■ **To be done**: Count the lines in the entries below that contain the word "pants". Give only the number.

■ **Records shown**:
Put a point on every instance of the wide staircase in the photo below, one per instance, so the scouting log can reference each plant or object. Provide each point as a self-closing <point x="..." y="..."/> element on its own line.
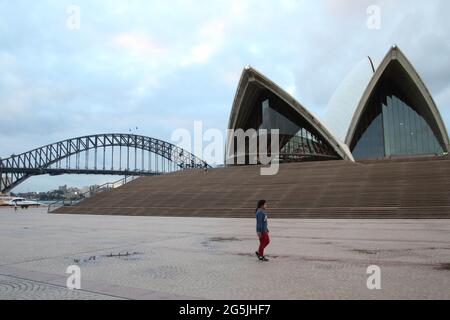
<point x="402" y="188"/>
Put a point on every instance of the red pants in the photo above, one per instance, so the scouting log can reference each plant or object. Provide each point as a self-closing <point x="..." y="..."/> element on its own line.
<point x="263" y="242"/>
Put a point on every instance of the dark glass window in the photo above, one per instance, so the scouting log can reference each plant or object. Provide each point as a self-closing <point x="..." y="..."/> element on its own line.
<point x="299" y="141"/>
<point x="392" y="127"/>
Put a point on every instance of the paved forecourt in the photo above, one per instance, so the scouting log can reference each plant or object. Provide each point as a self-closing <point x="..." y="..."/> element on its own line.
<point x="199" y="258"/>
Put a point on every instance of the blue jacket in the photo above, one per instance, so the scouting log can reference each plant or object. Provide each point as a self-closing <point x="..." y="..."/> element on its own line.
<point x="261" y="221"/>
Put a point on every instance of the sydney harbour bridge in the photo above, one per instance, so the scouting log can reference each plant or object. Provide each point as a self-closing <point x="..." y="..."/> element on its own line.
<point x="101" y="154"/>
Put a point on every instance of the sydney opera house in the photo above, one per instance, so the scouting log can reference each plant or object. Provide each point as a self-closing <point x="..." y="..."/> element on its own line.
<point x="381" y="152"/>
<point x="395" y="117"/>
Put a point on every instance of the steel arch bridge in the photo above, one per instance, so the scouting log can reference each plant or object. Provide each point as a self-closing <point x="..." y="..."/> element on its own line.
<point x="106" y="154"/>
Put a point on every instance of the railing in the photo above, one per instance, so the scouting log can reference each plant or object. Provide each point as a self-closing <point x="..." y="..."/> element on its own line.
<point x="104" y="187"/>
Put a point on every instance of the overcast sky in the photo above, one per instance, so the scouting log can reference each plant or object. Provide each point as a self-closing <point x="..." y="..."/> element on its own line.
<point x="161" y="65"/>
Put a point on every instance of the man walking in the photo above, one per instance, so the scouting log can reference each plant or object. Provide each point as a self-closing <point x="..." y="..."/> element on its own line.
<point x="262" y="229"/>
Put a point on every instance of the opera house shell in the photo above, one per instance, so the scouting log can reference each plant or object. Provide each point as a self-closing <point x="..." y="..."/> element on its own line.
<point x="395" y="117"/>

--

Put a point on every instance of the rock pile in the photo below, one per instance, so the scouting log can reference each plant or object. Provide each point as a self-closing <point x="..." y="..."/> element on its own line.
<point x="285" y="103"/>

■ **Finished task**: 1